[Entries shown]:

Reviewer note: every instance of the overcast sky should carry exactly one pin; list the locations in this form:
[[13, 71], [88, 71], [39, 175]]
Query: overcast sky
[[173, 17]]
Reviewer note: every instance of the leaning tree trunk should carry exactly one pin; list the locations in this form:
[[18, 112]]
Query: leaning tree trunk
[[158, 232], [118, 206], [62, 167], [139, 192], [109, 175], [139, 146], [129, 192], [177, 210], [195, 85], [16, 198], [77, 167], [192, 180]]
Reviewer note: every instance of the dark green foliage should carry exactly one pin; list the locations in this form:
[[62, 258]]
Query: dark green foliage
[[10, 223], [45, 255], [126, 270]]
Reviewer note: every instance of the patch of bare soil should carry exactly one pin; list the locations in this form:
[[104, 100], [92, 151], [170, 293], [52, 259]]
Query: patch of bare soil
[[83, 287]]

[Request]: Write out all of the material above again, requests included, and shift every pin coordinate in the answer lists by -113. Leave the numbers in the requests and their format samples unchanged.

[Output for this task]:
Reviewer note: every instance of the overcast sky should carry exactly one pin; list the locations in this form:
[[13, 71], [88, 71], [39, 175]]
Query: overcast sky
[[60, -96]]
Reviewer note: every instance of the leaning tree trunk should carry exactly one pin; list the locations in this form:
[[18, 112]]
Query: leaning tree trunk
[[45, 119], [5, 93], [-51, 54], [26, 79], [-4, 62], [26, 33], [16, 79], [64, 97], [82, -28], [-97, 85], [-36, 54], [79, 67]]
Reviewer note: every instance of the dark green foliage should carry exactly one pin; list the locations in this form:
[[62, 258]]
Query: dark green foliage
[[-103, 110], [-68, 142], [13, 157]]
Reviewer note: every instance of the patch of bare soil should carry exactly one pin; list the locations in this form:
[[104, 100], [92, 151], [170, 293], [52, 259]]
Query: patch of bare soil
[[-30, 174]]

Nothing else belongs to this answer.